◆ **EXTRAIT SOURCE**
Une ou deux leçons tirées par l’auteur de la fiche de ses contacts réguliers de 1982 à 1988 avec le réseau des 22 Agences régionales d’Information Scientifique et Technique (ARIST)au service de la petite industrie dans les régions françaises
10 / 1995
Je présente ici deux types de prestations des ARIST qui m’ont beaucoup frappé.
La première a délibérément une dimension "macro". Grâce essentiellement à des financements publics, une ARIST prend l’initiative de "faire le point" sur une technique, ou une fonction technique, dans leurs modalités actuelles ou potentielles de mise en oeuvre dans telle ou telle activité économique. Cette démarche, qui se veut "d’intérêt collectif" conduit à un document de large diffusion dans les milieux économiques concernés. La plupart du temps on ne connaît pas les effets pratiques qu’il a pu avoir dans le comportement innovateur de telle ou telle petite entreprise; mais ses effets "collectifs" sont le plus souvent inexistants faute d’une implication effective des acteurs eux-mêmes - et de leurs intérêts-, de leur temps et/ou de leur argent, dans le travail de lecture transversale initiée par l’ARIST.

◆ **DONNÉES FOURNIES**

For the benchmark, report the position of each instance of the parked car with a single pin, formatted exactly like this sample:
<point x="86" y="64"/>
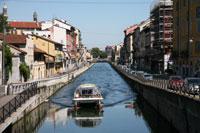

◆ **TRAVAIL DEMANDÉ**
1. D'après l'extrait source, pendant quelle période l'auteur a-t-il entretenu des contacts réguliers avec le réseau des ARIST ?
2. Selon l'extrait source, pourquoi les effets collectifs du document de large diffusion produit par une ARIST sont-ils le plus souvent inexistants ? Répondez en une à trois phrases.
3. Reprenez le texte sur les prestations des ARIST à la suite de sa dernière phrase.

◆ **CORRIGÉ**
1. De 1982 à 1988.

2. Les acteurs économiques eux-mêmes ne s'impliquent pas effectivement dans le travail de lecture transversale lancé par l'ARIST. Ils n'y engagent ni leurs intérêts, ni leur temps, ni leur argent.

3.
Le second type d’intervention se situe au centre de la vocation des ARIST. Il vise un service individualisé rendu à une petite entreprise. Le plus souvent, les petites entreprises maîtrisent fort bien leur information dans leurs activités spécifiques, grâce à leurs fournisseurs, leurs clients, les revues, salons et centres techniques spécialisés de leur profession. Mais elles se distingueront d’autant mieux de leurs concurrents - et conforteront leur positionnement stratégique- que, toutes choses égales par ailleurs, elles auront su, mieux qu’eux, intégrer et valoriser d’autres informations au profit d’innovations techniques sur la nature, la fiabilité, la qualité, les modes de fabrication ou les structures de coût de leurs produits. Mais, puisqu’il s’agit d’autres informations que celles dont elles ont l’habitude, dans quels domaines et auprès de qui aller les chercher ? Il y a bien besoin mais incapacité de transformer ce besoin en une demande explicite. Demander quoi et à qui ? Surtout lorsque l’on sait la tentation de tout prestataire de faire exprimer le besoin dans une formulation qui soit - comme par hasard- celle qu’il offre... C’est pour répondre à ce défi que, dès le départ, les ARIST se sont positionnées en se distinguant des autres centres d’information, le plus souvent sectoriels, préexistants :
en étant des professionnels, non pas de tel ou tel domaine technique ou sectoriel mais des professionnels du transfert (et de la valorisation)de l’information technique;
en n’étant pas elles-mêmes centres de ressources mais médiatrices entre les besoins d’une entreprise et les informations techniques disponibles, où que ce soit dans le monde, susceptibles de répondre - aussi partiellement que ce soit- à ces besoins.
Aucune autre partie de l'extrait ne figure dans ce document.